Task brief: Could you convert the stretch of the material from the line containing "--object grey sky" through its end, both ends included, into a JSON list of strings with one string per line, leaving out blank lines and the pictures?
────────────────
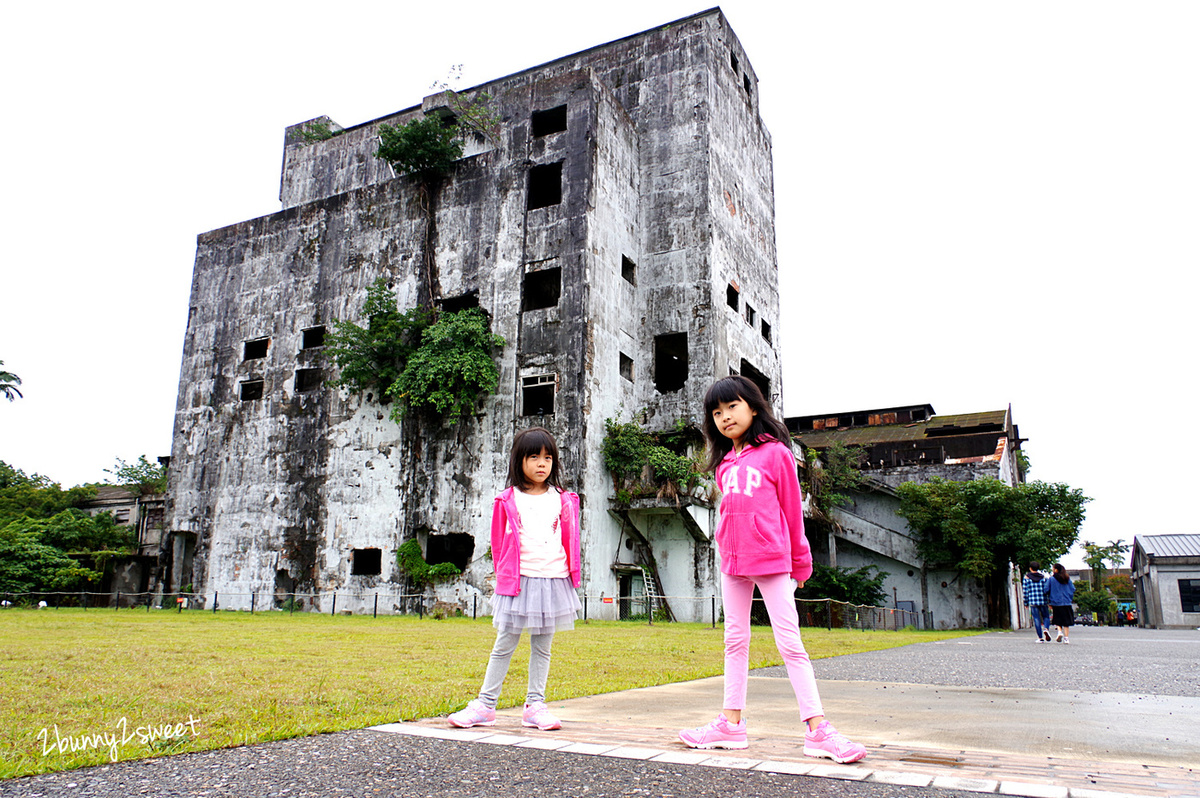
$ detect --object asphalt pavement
[0,628,1200,798]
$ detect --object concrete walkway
[376,629,1200,798]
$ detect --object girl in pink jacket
[679,377,866,762]
[449,427,581,730]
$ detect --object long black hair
[704,374,791,473]
[505,427,563,491]
[1054,563,1070,584]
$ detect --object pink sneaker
[446,698,496,728]
[679,713,750,749]
[521,701,563,732]
[804,720,866,764]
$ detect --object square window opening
[425,532,475,571]
[529,106,566,138]
[241,338,271,360]
[521,374,558,415]
[295,368,322,394]
[654,332,688,394]
[620,254,637,286]
[239,379,263,402]
[742,358,770,402]
[350,548,383,576]
[619,352,634,382]
[528,161,563,210]
[300,326,325,349]
[521,266,563,313]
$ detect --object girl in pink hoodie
[449,427,581,730]
[679,377,866,762]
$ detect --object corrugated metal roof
[1135,535,1200,557]
[792,410,1008,449]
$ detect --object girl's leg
[479,630,523,709]
[526,632,554,704]
[758,574,824,728]
[721,574,754,724]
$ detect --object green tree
[0,360,24,402]
[104,455,167,496]
[896,479,1090,625]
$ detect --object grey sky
[0,0,1200,568]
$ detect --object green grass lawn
[0,608,962,778]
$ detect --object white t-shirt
[512,487,568,578]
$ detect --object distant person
[1046,563,1075,643]
[679,376,866,762]
[1021,560,1050,643]
[449,427,582,730]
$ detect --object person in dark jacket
[1046,563,1075,643]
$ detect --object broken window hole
[521,266,563,313]
[295,368,322,394]
[528,161,563,210]
[350,548,383,576]
[241,338,271,360]
[521,374,558,415]
[529,106,566,138]
[239,379,263,402]
[300,326,325,349]
[654,332,688,394]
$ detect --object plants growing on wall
[601,419,703,503]
[328,277,504,421]
[396,538,462,584]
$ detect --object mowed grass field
[0,608,967,778]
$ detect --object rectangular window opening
[618,352,634,382]
[300,326,325,349]
[350,548,383,576]
[521,374,558,415]
[529,106,566,138]
[295,368,323,394]
[620,254,637,286]
[241,338,271,360]
[528,161,563,210]
[521,266,563,313]
[654,332,688,394]
[425,532,475,571]
[239,379,263,402]
[742,358,770,402]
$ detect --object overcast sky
[0,0,1200,564]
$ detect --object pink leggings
[721,574,824,720]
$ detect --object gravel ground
[755,626,1200,697]
[0,731,978,798]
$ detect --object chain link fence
[0,590,934,631]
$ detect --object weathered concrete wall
[171,11,781,616]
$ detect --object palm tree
[0,360,24,402]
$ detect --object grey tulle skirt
[492,576,583,635]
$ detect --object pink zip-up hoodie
[492,487,581,595]
[716,440,812,582]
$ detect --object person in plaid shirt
[1021,562,1050,643]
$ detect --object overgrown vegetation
[328,277,504,421]
[601,419,703,503]
[797,563,888,607]
[396,539,462,584]
[0,462,136,593]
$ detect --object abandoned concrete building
[787,404,1025,629]
[161,8,782,619]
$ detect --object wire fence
[0,590,934,631]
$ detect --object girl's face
[713,396,758,443]
[521,449,554,493]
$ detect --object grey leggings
[479,630,554,709]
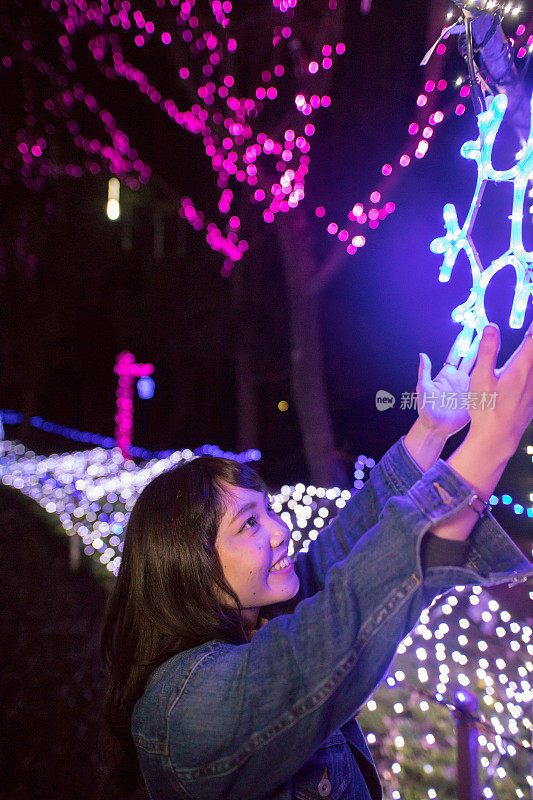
────────────────
Written answer:
[
  "$ detect --object grey sky",
  "[0,0,1200,568]",
  "$ detect --object green grass lawn",
  "[0,608,962,778]",
  "$ detect --object white t-shirt",
  "[512,487,568,578]",
  "$ detect --object distant person",
  "[1046,563,1075,643]",
  "[679,376,866,762]",
  "[1021,560,1050,643]",
  "[449,427,582,730]",
  "$ detect --object person in dark jacket",
  "[1046,563,1075,643]",
  "$ detect --object broken window hole",
  "[521,266,563,313]",
  "[295,368,322,394]",
  "[528,161,563,210]",
  "[350,548,383,576]",
  "[241,338,271,360]",
  "[521,374,558,415]",
  "[529,106,566,138]",
  "[239,379,263,402]",
  "[300,326,325,349]",
  "[654,332,688,394]",
  "$ detect --object plants growing on wall",
  "[601,419,703,503]",
  "[328,277,504,421]",
  "[396,538,462,584]",
  "$ detect --object mowed grass field",
  "[0,608,967,778]",
  "$ detect --object rectangular window opening",
  "[618,352,634,382]",
  "[300,326,325,349]",
  "[350,548,383,576]",
  "[521,374,558,415]",
  "[529,106,566,138]",
  "[295,368,323,394]",
  "[620,254,637,286]",
  "[241,338,271,360]",
  "[528,161,563,210]",
  "[521,266,563,313]",
  "[654,332,688,394]",
  "[425,532,475,571]",
  "[239,379,263,402]",
  "[742,358,770,402]",
  "$ detect --object overcast sky",
  "[0,0,1200,564]",
  "$ detect --object pink leggings",
  "[721,574,824,720]",
  "$ detect --object gravel ground",
  "[755,626,1200,697]",
  "[0,731,978,798]",
  "$ detect --object chain link fence",
  "[0,590,934,631]",
  "$ detect --object weathered concrete wall",
  "[171,11,781,616]",
  "$ detect --object palm tree",
  "[0,360,24,402]",
  "$ detect --object grey tulle skirt",
  "[492,576,583,635]",
  "$ detect --object pink zip-up hoodie",
  "[492,487,581,595]",
  "[716,440,812,582]",
  "$ detect --object person in plaid shirt",
  "[1021,562,1050,643]",
  "$ detect --object overgrown vegetation",
  "[328,277,504,421]",
  "[601,419,703,503]",
  "[797,563,888,607]",
  "[396,539,462,584]",
  "[0,462,136,593]",
  "$ detect --object abandoned concrete building",
  "[787,404,1025,629]",
  "[161,8,782,619]",
  "$ detect --object wire fence",
  "[0,590,934,631]",
  "$ detect --object girl's face",
  "[713,396,758,443]",
  "[521,449,554,493]",
  "$ detect --object grey leggings",
  "[479,630,554,709]"
]